Texto del documento:
^^^^

Días de vino y rosas...Oler, tocar, probar, recordar...‏

ColumnistasDiario El Mercurio, Martes 21 de enero de 2014http://www.elmercurio.com/blogs/2014/01/21/18833/Dias-de-vino-y-rosas.aspxDGustavo Santander
Hubo un tiempo en el que conocí a una mujer que no sabía cocinar. También era verano, aunque teníamos trece años menos de los que contamos ahora. Supe que carecía de ese talento cuando -en un supermercado- le pedí que me trajera un poco de albahaca y trajo cualquier otra cosa. Pensé que nadie podía confundir el olor de esa hierba, pero me di cuenta de que tomó el ramo por intuición, sin olerlo. Saber cocinar involucra aprender a oler, a tocar, a probar. Yo aprendí a cocinar desde chico porque vengo de una familia que demostraba su cariño en la mesa. Aunque mi padre no sabe freír ni un huevo, mi madre se esmeraba en preparar recetas que había heredado o anotado en un cuaderno que guardaba en la cocina. El hecho es que cuando conocí a esa mujer yo no vivía en Chile: había ido a California a estudiar dos semestres. Nos conocimos allá, mientras ambos intentábamos terminar esos estudios. Ella había nacido en Brooklyn, pero decidió cambiarse a la costa oeste, maravillada por las playas y el clima. Se llamaba Felicity -como su abuela-, aunque todos le decíamos Kippy; era nieta de irlandeses y el cabello rojo, el sinfín de diminutas pecas que se esparcían por sus mejillas y unos ojos verde pálido parecían ser parte de esa herencia. Al terminar los estudios, acordamos pasar juntos los dos meses que me quedaban antes de volver a Santiago. Un amigo en común nos arrendó un pequeño departamento que tenía en Carmel, una ciudad al sur de San Francisco, y nos cambiamos para allá sin pensarlo, con esa incierta felicidad de quienes tienen los días contados. Era agosto y el clima se mostraba inmejorable: los días eran más largos y el sol alegraba las ganas. En ese momento decidí que cocinaría para ella casi a diario; que intentaría hacerla cocinar enseñándole primero a comer.

^^^^

Datos analizados:
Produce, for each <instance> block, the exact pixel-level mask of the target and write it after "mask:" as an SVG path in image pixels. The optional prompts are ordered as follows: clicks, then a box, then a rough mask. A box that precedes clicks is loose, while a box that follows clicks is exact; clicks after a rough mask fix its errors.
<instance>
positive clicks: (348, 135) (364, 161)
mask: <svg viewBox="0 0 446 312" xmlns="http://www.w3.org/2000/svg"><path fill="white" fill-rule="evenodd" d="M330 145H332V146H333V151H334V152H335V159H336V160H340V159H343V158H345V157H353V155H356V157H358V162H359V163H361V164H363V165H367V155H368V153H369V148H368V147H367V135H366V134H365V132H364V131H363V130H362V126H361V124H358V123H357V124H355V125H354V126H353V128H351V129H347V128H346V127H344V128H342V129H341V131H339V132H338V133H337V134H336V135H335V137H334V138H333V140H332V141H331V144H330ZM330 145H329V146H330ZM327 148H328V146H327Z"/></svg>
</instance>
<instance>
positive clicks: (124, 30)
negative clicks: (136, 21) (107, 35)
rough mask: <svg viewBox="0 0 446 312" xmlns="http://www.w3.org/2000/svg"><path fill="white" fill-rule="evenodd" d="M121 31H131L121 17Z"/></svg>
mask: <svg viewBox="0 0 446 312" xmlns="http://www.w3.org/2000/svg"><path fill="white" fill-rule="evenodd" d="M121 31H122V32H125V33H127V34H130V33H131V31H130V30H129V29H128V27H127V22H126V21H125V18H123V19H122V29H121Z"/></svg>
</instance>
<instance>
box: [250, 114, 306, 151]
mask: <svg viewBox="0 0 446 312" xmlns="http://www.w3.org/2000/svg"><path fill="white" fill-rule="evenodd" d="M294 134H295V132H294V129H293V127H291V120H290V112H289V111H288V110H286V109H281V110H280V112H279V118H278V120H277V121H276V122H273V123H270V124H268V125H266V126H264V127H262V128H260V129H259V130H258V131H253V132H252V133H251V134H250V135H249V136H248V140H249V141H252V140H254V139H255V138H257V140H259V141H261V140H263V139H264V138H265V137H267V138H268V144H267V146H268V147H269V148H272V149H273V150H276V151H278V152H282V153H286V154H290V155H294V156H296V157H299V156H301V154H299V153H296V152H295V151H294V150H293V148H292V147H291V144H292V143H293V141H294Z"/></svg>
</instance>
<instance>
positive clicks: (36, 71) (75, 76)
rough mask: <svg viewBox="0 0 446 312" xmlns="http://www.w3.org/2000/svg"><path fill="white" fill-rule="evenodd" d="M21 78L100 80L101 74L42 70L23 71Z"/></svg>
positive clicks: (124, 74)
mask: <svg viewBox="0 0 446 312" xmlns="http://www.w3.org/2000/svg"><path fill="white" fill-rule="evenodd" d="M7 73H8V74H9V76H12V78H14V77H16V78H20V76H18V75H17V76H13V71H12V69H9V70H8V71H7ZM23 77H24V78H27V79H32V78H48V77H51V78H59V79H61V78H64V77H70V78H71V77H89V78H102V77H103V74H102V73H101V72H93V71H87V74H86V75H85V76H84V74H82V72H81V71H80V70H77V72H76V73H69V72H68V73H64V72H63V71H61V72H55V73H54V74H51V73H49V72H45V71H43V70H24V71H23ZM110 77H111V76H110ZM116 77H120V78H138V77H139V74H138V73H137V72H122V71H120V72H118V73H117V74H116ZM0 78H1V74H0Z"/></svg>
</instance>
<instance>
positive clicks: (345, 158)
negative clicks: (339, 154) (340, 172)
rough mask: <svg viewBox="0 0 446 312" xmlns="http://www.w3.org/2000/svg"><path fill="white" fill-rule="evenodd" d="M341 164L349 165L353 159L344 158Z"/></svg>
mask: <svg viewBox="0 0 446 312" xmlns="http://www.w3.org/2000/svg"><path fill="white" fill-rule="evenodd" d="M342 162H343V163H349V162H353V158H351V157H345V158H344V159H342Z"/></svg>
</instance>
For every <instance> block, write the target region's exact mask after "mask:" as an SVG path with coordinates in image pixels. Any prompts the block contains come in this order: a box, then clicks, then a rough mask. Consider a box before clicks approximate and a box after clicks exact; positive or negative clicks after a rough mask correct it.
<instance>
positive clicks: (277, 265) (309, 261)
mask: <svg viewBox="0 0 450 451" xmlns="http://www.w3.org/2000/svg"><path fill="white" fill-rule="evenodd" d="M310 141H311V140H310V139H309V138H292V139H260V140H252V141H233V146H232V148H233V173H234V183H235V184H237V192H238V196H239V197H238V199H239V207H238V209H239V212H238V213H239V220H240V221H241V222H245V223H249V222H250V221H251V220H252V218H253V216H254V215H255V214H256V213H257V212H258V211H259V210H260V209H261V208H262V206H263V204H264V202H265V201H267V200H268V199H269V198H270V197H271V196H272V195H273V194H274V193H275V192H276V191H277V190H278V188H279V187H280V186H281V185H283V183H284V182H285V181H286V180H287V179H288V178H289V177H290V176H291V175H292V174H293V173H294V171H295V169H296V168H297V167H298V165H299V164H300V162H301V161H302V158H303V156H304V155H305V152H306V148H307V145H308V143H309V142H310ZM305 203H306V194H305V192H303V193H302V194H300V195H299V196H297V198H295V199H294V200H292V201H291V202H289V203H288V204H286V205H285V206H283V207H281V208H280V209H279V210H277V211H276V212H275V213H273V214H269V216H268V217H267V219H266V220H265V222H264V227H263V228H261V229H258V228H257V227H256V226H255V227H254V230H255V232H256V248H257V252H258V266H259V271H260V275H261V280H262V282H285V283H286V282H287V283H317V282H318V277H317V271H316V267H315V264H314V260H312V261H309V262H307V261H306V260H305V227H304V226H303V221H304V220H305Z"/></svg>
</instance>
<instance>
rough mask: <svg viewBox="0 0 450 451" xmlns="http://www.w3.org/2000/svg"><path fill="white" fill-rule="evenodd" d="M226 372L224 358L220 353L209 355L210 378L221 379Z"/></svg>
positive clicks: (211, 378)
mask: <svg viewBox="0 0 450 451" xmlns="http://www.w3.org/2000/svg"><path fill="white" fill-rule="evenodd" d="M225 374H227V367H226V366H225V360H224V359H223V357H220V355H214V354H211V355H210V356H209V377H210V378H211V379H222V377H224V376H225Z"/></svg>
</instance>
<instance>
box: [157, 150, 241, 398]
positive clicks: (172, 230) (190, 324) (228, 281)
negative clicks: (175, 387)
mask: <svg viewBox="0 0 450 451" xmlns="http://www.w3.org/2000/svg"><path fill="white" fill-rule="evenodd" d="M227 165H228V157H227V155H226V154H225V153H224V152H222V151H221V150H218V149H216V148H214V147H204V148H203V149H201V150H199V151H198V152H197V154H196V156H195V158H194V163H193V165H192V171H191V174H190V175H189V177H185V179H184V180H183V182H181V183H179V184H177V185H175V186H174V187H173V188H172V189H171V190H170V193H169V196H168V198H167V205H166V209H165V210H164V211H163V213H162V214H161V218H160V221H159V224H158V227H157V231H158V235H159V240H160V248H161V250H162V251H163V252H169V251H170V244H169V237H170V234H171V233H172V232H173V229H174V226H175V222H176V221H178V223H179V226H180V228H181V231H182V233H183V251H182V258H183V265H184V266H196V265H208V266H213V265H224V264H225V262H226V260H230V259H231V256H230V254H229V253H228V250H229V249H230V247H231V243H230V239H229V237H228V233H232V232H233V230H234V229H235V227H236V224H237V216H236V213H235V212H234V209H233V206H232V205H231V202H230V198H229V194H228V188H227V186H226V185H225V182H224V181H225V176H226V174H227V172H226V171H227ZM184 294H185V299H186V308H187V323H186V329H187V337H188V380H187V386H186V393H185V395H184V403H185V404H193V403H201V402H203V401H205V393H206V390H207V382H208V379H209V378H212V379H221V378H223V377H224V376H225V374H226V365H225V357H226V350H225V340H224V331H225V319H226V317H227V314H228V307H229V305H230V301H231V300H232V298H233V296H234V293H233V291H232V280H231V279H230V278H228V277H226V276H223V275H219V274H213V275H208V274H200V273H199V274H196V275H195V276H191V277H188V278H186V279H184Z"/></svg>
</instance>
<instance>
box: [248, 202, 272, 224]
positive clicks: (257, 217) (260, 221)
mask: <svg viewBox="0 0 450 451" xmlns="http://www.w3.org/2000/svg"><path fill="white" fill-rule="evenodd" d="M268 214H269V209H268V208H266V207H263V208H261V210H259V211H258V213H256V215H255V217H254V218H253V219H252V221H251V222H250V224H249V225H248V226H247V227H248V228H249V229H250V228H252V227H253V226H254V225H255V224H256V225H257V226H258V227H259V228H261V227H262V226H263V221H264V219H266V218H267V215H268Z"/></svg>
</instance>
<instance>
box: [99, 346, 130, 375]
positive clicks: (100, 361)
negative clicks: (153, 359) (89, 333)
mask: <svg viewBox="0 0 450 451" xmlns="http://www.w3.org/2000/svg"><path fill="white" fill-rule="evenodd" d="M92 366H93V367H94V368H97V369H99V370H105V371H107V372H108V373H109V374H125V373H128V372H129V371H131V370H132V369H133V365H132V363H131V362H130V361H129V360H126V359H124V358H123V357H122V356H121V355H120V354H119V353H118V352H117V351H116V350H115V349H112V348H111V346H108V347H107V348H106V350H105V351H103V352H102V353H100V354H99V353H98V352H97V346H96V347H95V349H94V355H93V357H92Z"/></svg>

^^^^

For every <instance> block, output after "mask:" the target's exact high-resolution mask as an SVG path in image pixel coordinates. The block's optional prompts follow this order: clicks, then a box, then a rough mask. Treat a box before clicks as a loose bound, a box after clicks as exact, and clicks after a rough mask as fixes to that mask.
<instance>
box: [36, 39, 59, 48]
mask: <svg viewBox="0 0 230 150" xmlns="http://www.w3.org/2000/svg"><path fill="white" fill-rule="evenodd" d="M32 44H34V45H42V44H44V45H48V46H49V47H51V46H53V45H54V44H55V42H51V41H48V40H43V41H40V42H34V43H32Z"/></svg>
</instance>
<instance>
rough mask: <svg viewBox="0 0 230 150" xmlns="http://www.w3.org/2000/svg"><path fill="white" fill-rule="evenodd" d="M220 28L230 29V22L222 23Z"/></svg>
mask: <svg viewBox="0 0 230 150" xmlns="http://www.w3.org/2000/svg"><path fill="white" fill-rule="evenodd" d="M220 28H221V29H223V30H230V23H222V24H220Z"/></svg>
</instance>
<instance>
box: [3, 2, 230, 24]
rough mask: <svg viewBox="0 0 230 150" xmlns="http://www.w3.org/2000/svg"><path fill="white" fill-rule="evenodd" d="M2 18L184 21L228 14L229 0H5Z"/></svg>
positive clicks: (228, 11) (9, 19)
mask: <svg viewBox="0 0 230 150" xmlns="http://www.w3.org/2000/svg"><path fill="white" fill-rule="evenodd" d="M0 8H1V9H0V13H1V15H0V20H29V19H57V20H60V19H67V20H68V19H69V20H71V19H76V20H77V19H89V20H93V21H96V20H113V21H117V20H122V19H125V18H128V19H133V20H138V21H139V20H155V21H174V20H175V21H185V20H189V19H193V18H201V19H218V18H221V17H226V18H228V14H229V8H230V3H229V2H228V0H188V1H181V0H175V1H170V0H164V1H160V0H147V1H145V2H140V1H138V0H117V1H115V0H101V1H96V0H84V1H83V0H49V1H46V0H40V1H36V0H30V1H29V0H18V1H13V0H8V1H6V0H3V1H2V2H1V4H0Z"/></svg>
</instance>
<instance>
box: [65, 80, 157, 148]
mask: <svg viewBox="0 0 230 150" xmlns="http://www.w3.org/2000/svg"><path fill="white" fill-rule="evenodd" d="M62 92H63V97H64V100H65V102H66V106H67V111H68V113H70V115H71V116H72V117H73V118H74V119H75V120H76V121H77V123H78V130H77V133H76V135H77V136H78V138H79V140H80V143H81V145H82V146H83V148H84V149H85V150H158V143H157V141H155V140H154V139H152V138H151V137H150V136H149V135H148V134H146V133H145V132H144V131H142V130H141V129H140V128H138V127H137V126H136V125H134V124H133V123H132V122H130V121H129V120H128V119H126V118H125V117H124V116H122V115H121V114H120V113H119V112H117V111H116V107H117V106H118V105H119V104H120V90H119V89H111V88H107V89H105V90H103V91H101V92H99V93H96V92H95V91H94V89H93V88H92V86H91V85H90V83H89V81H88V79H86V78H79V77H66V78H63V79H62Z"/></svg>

^^^^

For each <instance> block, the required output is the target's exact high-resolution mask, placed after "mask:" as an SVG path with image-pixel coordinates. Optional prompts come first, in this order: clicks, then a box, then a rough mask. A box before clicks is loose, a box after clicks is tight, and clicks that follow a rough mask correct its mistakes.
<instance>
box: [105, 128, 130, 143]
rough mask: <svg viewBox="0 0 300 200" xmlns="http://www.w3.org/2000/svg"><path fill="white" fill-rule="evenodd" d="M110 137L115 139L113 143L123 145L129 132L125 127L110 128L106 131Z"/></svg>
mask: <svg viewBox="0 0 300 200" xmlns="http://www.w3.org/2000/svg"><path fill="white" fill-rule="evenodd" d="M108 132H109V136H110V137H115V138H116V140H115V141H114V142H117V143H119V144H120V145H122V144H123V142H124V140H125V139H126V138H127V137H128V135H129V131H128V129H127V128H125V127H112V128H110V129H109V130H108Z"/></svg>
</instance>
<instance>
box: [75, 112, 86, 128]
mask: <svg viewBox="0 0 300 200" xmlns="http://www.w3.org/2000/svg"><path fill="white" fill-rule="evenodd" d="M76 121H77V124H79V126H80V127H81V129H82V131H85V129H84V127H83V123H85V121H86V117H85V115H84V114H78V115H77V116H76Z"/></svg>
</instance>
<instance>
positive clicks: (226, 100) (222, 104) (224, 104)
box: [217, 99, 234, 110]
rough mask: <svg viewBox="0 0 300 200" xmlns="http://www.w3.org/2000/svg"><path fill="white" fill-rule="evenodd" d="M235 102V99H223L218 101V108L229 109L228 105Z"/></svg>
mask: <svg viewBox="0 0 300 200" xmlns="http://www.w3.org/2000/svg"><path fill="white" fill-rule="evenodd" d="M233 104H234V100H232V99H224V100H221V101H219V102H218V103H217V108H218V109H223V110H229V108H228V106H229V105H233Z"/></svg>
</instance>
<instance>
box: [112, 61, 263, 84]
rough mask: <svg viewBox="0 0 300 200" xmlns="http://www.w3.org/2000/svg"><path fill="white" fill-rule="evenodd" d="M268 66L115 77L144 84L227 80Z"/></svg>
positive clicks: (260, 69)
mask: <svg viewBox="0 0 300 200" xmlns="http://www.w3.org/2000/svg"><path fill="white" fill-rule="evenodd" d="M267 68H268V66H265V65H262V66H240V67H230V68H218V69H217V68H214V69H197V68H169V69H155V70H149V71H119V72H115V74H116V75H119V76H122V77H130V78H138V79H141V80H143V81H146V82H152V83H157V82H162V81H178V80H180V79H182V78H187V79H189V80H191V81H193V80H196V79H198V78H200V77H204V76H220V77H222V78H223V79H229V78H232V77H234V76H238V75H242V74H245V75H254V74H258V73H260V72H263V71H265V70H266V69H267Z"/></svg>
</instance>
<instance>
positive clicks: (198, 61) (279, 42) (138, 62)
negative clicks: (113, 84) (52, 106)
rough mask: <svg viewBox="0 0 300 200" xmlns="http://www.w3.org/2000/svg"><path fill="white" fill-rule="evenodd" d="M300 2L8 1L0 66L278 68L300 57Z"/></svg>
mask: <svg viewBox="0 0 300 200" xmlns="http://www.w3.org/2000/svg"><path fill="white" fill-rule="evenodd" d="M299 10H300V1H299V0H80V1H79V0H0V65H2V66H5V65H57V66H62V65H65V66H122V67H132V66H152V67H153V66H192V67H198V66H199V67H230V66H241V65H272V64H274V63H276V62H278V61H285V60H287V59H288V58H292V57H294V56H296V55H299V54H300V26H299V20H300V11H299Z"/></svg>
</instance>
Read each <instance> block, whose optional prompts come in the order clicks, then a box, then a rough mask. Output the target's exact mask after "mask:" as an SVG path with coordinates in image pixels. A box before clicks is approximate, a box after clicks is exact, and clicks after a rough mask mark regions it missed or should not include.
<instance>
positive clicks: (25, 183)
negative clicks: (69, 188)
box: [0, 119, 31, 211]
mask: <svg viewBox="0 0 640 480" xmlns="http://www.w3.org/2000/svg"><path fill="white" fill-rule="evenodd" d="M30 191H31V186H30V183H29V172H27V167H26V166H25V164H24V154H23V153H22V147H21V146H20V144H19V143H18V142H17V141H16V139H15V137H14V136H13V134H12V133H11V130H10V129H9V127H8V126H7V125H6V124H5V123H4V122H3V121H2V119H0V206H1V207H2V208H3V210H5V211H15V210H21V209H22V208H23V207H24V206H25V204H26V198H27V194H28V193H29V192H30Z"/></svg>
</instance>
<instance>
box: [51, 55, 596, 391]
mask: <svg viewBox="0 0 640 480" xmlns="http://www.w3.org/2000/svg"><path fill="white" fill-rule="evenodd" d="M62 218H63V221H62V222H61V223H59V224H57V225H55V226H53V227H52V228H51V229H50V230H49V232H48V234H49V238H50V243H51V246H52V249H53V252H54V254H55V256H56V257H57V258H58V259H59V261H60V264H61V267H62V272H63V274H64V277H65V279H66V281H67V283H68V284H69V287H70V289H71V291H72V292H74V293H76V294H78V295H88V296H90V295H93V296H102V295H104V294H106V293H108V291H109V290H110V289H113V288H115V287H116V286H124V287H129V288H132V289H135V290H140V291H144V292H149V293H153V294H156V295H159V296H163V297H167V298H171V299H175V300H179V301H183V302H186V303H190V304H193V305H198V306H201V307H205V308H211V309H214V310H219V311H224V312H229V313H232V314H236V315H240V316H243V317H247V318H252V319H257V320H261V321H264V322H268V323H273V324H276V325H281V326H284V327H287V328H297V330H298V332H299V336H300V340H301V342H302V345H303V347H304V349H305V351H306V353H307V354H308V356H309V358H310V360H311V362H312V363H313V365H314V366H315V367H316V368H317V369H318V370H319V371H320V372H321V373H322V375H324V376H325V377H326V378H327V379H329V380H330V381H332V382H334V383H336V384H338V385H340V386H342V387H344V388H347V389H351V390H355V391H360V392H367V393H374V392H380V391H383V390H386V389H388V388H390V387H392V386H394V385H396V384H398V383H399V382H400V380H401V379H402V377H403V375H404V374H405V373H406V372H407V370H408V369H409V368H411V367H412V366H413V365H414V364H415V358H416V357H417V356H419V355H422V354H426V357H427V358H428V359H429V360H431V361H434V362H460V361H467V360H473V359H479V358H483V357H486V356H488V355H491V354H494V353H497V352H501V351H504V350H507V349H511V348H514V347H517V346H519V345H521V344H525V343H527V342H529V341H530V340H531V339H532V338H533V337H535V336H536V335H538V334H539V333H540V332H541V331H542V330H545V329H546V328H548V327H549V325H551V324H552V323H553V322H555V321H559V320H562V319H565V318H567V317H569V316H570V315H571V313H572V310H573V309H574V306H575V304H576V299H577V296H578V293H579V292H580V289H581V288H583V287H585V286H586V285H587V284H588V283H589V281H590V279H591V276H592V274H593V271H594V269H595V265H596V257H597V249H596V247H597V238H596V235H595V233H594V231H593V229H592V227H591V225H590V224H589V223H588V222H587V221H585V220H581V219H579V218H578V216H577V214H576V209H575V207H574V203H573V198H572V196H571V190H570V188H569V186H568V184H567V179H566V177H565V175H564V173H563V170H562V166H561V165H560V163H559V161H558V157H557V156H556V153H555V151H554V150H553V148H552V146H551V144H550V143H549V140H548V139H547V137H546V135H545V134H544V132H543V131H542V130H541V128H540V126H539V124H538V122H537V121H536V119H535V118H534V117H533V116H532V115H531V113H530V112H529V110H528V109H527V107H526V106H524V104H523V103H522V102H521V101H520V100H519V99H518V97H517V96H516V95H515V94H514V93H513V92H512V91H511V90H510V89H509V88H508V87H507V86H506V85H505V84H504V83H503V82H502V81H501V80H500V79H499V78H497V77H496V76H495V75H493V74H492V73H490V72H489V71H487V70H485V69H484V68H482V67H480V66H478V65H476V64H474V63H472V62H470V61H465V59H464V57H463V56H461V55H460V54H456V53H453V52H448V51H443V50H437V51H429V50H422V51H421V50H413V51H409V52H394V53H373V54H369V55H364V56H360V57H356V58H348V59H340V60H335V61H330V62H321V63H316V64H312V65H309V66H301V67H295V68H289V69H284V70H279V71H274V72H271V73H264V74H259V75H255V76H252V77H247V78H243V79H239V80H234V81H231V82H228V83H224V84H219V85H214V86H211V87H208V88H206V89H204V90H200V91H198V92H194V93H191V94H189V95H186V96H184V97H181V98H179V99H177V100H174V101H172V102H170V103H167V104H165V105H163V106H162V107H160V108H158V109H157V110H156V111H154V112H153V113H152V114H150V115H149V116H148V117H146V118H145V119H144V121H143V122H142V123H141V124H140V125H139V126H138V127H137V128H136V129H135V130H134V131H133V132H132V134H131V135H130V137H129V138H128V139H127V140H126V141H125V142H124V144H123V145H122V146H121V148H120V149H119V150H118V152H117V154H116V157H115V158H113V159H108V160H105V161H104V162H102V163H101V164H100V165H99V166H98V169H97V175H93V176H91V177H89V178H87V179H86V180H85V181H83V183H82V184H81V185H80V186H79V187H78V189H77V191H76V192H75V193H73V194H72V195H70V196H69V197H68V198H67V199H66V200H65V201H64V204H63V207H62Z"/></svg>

^^^^

Tarea asignada A: En el texto del documento, ¿en qué ciudad estaba el departamento que les arrendó un amigo en común?
Tarea asignada B: Enumera los rasgos físicos de Kippy que, según el texto del documento, parecían ser parte de su herencia irlandesa.

Respuesta A: En Carmel, una ciudad al sur de San Francisco.

Respuesta B: El cabello rojo, las diminutas pecas esparcidas por sus mejillas y los ojos verde pálido.